____ Task material

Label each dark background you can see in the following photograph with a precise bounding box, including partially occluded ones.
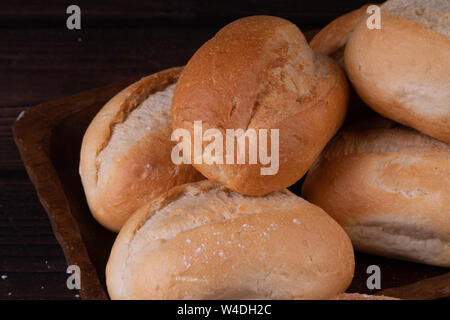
[0,0,379,299]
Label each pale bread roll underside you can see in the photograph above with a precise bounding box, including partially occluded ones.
[80,68,201,232]
[332,293,400,300]
[303,120,450,267]
[345,0,450,142]
[106,181,354,299]
[172,16,348,195]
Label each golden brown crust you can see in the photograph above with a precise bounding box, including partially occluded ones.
[303,117,450,267]
[106,180,354,299]
[172,16,348,195]
[80,68,201,232]
[345,10,450,142]
[309,4,369,60]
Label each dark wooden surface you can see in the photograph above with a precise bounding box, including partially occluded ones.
[0,0,396,299]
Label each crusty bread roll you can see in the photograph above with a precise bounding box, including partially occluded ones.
[332,293,400,300]
[80,68,202,232]
[302,118,450,267]
[172,16,348,195]
[106,180,354,299]
[344,0,450,142]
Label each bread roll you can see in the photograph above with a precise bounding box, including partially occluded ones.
[303,119,450,267]
[309,4,369,64]
[172,16,348,195]
[345,0,450,142]
[80,68,202,232]
[106,180,354,299]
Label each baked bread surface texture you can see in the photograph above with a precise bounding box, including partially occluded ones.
[106,180,354,299]
[302,119,450,267]
[344,0,450,142]
[80,68,202,232]
[172,16,348,195]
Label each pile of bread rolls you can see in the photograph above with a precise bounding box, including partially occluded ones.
[80,0,450,299]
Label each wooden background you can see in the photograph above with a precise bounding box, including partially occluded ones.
[0,0,384,299]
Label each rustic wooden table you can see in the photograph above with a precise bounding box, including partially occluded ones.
[0,0,384,299]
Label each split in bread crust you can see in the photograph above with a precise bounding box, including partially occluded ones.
[106,181,354,299]
[303,120,450,267]
[80,68,202,232]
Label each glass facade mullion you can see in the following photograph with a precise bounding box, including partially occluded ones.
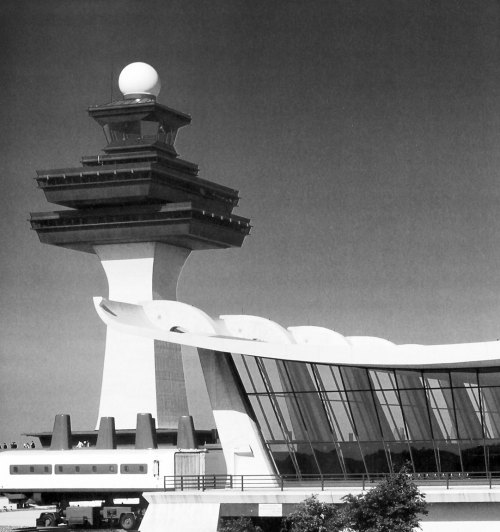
[311,364,346,476]
[283,362,321,474]
[339,371,368,473]
[256,358,300,476]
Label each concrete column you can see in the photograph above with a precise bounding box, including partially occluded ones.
[94,242,190,429]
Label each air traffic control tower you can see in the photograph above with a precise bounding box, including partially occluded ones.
[30,63,250,429]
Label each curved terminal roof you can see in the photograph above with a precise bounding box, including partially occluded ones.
[94,297,500,368]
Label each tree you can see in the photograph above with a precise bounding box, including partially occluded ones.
[217,517,256,532]
[282,495,345,532]
[343,467,427,532]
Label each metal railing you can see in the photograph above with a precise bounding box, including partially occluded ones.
[163,471,500,491]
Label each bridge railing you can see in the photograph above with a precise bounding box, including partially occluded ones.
[164,471,500,491]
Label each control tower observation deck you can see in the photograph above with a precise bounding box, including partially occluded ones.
[30,63,250,429]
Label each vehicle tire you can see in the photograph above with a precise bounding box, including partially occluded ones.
[41,514,56,527]
[120,514,136,530]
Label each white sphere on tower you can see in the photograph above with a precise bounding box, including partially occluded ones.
[118,62,161,98]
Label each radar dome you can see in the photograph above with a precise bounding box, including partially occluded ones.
[118,63,161,98]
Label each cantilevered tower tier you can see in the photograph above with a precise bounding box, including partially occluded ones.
[30,203,250,253]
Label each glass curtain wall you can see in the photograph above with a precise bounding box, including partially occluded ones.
[233,355,500,477]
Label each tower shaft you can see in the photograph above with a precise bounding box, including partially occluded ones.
[94,242,190,429]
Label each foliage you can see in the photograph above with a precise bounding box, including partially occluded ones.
[282,495,344,532]
[282,467,427,532]
[343,467,427,532]
[217,517,258,532]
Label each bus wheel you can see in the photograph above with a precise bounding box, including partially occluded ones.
[120,514,135,530]
[42,514,56,526]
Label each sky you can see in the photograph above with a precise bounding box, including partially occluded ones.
[0,0,500,442]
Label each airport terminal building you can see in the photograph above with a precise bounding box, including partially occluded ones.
[12,64,500,532]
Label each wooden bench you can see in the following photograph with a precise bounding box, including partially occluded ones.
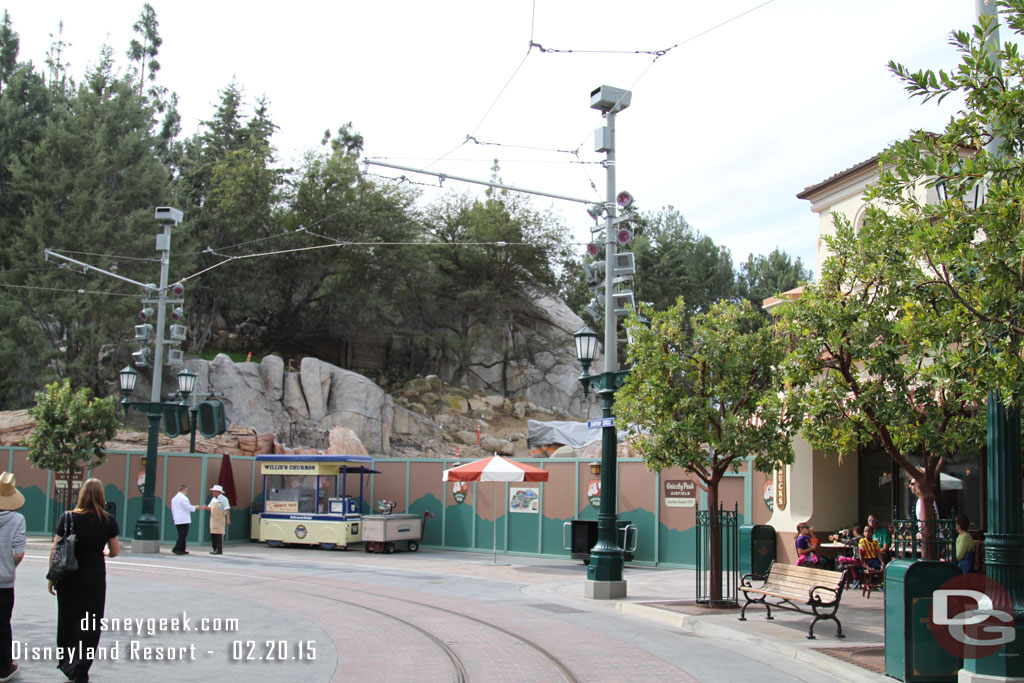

________

**The exercise**
Copy all of the material above word for word, omitting the pictures.

**Solution**
Label each dark background you can see in the following photograph with a precise bounding box, including partially occluded ones.
[0,0,379,299]
Label each pale bread roll underside you can see in the photograph above with a precise bounding box, including partially occluded ones.
[80,68,201,232]
[332,293,400,300]
[303,120,450,267]
[345,0,450,142]
[106,181,354,299]
[172,16,348,195]
Label each golden brown crust you can see in the photograph above with a precise bounding box, including partially occluded ones.
[303,117,450,267]
[106,180,354,299]
[172,16,348,195]
[80,68,201,232]
[345,10,450,142]
[309,4,369,60]
Label each dark wooden surface you can see in the photograph above with a precise bounding box, including partially occluded ones.
[0,0,396,299]
Label each crusty bread roll you can see in the photograph above with a precise bounding box, including partially occluded ones.
[332,293,400,300]
[80,68,202,232]
[302,118,450,267]
[172,16,348,195]
[106,180,354,299]
[344,0,450,142]
Label each bread roll you can see in the photograph above with a precise bounding box, including partially occluded ones.
[303,119,450,267]
[309,4,369,64]
[172,16,348,195]
[345,0,450,142]
[80,68,202,232]
[106,180,354,299]
Label each baked bread surface texture you can see in the photograph above with a precise bounding box, including partially occluded ones.
[106,180,354,299]
[302,119,450,267]
[344,0,450,142]
[80,68,202,232]
[172,16,348,195]
Label each pile of bread rolls you can see in the photograph above with a precise bounding box, including partially occluded ones.
[80,0,450,299]
Label each wooden background you can see in the photograph above with a precise bounding box, including partially occluded ones.
[0,0,384,299]
Label each rustic wooden table you can see in the photograph above with a precise bounding box, including partially occluded ones.
[0,0,384,299]
Label each split in bread crust you can see in the photograph above with a precise bounding box, including partially occluded ones.
[106,181,354,299]
[303,120,450,267]
[80,68,202,232]
Label each glass facade mullion you can see in the following photograph with a precise bounding box, including partially occluded ones.
[311,364,346,476]
[283,362,321,474]
[339,371,368,473]
[256,358,300,476]
Label each concrete column you can see in the photograph above with a precise bounding box, including partially occluded ones.
[94,242,190,429]
Label each air traffic control tower you can see in the photograph above with a precise bounding box, including partially occluded ones.
[30,63,250,429]
Label each curved terminal roof you can see in the photograph above with a precise bounding box, including partially occluded ones.
[94,297,500,368]
Label each tree you can see in the photograph above with a precise bounding box, including partially occluded ones.
[217,517,256,532]
[282,495,345,532]
[343,467,427,532]
Label each metal railing you can see in the photograph above with a precise bounding box, including partially occluded ones.
[163,471,500,491]
Label each bridge railing you can see in the photograph above with a precise bounding box, including partially occluded ones.
[164,471,500,491]
Label each control tower observation deck you can see in the photograph above with a precise bounding box, including partially occluded ones.
[30,63,250,429]
Label each vehicle tire you can see in the photograph above with a precise bounding box, including partially occluded ones.
[41,514,56,527]
[120,514,136,530]
Label each white sphere on tower you can see in the photograph above with a precise bounding box, including partially occluded ones.
[118,62,161,98]
Label each radar dome you can see in the photograph above with a precise bounding box, including partially occluded ones.
[118,63,161,98]
Label each cantilevered tower tier you can see in the photograph above with a precise bounding box, including partially occluded ones.
[30,203,250,253]
Label each glass curtain wall you can see in the photograph above with a precise bounding box, including partially occluded ones.
[233,355,500,477]
Label each tower shaft you can see in the photograph above with a precise bounding box, including partially occluded ones.
[94,242,190,429]
Label each foliage you can see in the photograph above with a precise bounding box, including partially occluded ones.
[282,495,344,532]
[282,467,427,532]
[343,467,427,532]
[217,517,258,532]
Label each bus wheel you can see in the photograph above with a precise bounding box, including partially occluded ones.
[120,514,135,530]
[42,514,56,526]
Label each sky you can see in the photograph above with a precise bounding box, including partially occluded ones.
[0,0,500,442]
Label each airport terminal building you can see in the photograph above with a precise bounding box, including partially occluded ones.
[12,64,500,532]
Label each wooden bench you can see in the following photograph with a precise bounding box, including partially occluded ones.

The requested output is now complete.